Stored entries
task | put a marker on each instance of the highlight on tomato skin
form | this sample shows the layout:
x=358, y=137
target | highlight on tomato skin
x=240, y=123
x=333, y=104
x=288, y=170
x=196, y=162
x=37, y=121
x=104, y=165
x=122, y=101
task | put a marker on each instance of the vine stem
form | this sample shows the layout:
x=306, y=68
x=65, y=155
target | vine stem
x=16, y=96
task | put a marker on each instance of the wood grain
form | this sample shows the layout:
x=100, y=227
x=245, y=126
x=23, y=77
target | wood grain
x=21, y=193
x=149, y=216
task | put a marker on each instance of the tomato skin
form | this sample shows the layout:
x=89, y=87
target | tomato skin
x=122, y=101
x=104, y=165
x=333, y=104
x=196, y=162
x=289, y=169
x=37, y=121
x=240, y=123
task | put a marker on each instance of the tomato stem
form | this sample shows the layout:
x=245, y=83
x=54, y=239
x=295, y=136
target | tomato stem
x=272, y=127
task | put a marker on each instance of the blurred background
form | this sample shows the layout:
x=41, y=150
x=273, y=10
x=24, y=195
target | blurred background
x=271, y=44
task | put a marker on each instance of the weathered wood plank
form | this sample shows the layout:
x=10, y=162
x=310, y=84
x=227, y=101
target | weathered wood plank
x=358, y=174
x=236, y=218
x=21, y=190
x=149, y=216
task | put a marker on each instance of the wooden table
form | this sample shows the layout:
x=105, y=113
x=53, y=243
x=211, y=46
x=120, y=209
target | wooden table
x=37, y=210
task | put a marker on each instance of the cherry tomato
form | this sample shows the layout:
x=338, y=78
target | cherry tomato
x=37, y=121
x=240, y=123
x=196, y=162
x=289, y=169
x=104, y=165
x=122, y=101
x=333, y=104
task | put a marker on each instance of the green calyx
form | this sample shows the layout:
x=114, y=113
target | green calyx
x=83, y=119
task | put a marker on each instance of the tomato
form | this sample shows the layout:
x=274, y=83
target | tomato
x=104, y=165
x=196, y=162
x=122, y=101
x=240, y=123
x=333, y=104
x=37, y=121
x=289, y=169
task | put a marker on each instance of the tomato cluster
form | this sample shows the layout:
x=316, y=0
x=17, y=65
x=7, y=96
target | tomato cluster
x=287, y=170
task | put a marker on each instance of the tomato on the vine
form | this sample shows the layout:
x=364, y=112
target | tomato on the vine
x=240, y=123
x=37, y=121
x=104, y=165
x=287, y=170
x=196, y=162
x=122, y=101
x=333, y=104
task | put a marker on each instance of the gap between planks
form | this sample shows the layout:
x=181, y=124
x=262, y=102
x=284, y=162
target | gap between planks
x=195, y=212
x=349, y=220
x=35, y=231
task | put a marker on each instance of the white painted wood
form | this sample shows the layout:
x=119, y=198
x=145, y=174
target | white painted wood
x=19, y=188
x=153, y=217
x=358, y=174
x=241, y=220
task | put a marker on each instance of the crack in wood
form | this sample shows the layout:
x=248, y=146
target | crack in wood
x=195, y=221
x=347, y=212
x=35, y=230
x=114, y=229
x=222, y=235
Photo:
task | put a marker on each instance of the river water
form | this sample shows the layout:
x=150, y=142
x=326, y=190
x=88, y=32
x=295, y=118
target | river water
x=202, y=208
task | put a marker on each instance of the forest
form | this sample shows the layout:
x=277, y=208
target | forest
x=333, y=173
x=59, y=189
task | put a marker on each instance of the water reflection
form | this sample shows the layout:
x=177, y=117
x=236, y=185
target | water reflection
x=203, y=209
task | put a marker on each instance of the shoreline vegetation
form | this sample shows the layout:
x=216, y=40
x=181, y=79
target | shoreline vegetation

◆ **Objective**:
Please copy all of the items above again, line for line, with no changes.

◆ **Result below**:
task | put a marker on each instance of the highlight on tomato skin
form | this sample shows the layout:
x=358, y=137
target | highlight on tomato skin
x=240, y=123
x=333, y=104
x=288, y=170
x=196, y=162
x=37, y=121
x=104, y=165
x=122, y=101
task | put a marker on each instance of the vine stem
form | this sample shows the layout:
x=306, y=68
x=65, y=155
target | vine stem
x=16, y=96
task | put a marker on each instance of the wood grain
form | this sample shows the layout:
x=100, y=227
x=245, y=126
x=23, y=77
target | wood grain
x=21, y=193
x=149, y=216
task | put a marker on each instance of the tomato skin
form | this sample shows the layout:
x=89, y=87
target | tomato skin
x=122, y=101
x=104, y=165
x=333, y=104
x=196, y=162
x=289, y=169
x=37, y=121
x=240, y=123
task | put a marker on each instance of the tomato stem
form | this sample shows the layout:
x=245, y=83
x=54, y=239
x=295, y=136
target | tomato stem
x=272, y=127
task | put a marker on each instance of the blurred background
form | this sample shows the layout:
x=41, y=150
x=273, y=10
x=24, y=195
target | blurred background
x=271, y=44
task | put a marker on each instance of the weathered wood plank
form | this sample shows the layout:
x=10, y=162
x=310, y=84
x=227, y=101
target | weathered wood plank
x=358, y=174
x=236, y=218
x=21, y=190
x=149, y=216
task | put a marker on each instance of the wooden table
form | this sample shows the layout:
x=105, y=113
x=53, y=243
x=211, y=46
x=120, y=209
target | wooden table
x=37, y=210
task | put a marker on each instance of the cherry tomato
form | this sample shows the layout:
x=338, y=78
target | cherry tomato
x=37, y=121
x=240, y=123
x=196, y=162
x=289, y=169
x=104, y=165
x=122, y=101
x=333, y=104
task | put a marker on each instance of the green calyx
form | this sample shows the layout:
x=114, y=113
target | green calyx
x=83, y=119
task | put a marker on each instance of the tomato
form | this sample shows the layout:
x=274, y=83
target | tomato
x=104, y=165
x=196, y=162
x=122, y=101
x=240, y=123
x=333, y=104
x=37, y=121
x=289, y=169
task | put a marker on each instance of the tomato cluster
form | this sample shows the layout:
x=316, y=0
x=17, y=65
x=7, y=96
target | tomato cluster
x=287, y=170
task | put a marker on each instance of the tomato on the vine
form | this sample shows the layout:
x=364, y=112
target | tomato on the vine
x=240, y=123
x=37, y=121
x=104, y=165
x=287, y=170
x=196, y=162
x=122, y=101
x=333, y=104
task | put a marker on each instance of the gap between planks
form | this sample shows the layout:
x=181, y=124
x=262, y=102
x=284, y=162
target | gap between planks
x=195, y=212
x=349, y=220
x=35, y=231
task | put a marker on each instance of the white painted wood
form | this sample shows the layout:
x=119, y=198
x=145, y=174
target | white painted wood
x=19, y=188
x=153, y=217
x=358, y=174
x=241, y=220
task | put a marker on each instance of the crack in wood
form | this sample shows the layout:
x=248, y=146
target | crack in wood
x=195, y=221
x=347, y=212
x=35, y=230
x=114, y=229
x=222, y=235
Photo:
task | put a marker on each instance of the river water
form | this sample shows the layout:
x=150, y=142
x=326, y=190
x=88, y=32
x=295, y=118
target | river water
x=202, y=208
task | put a marker on each instance of the forest
form | this sample shows the layout:
x=277, y=208
target | forest
x=333, y=173
x=59, y=189
task | put a marker on each instance of the water reflection
form | this sample shows the layout:
x=177, y=117
x=236, y=185
target | water reflection
x=203, y=209
task | put a marker on each instance of the shoreline vegetation
form | this sample shows the layout:
x=216, y=40
x=181, y=79
target | shoreline vegetation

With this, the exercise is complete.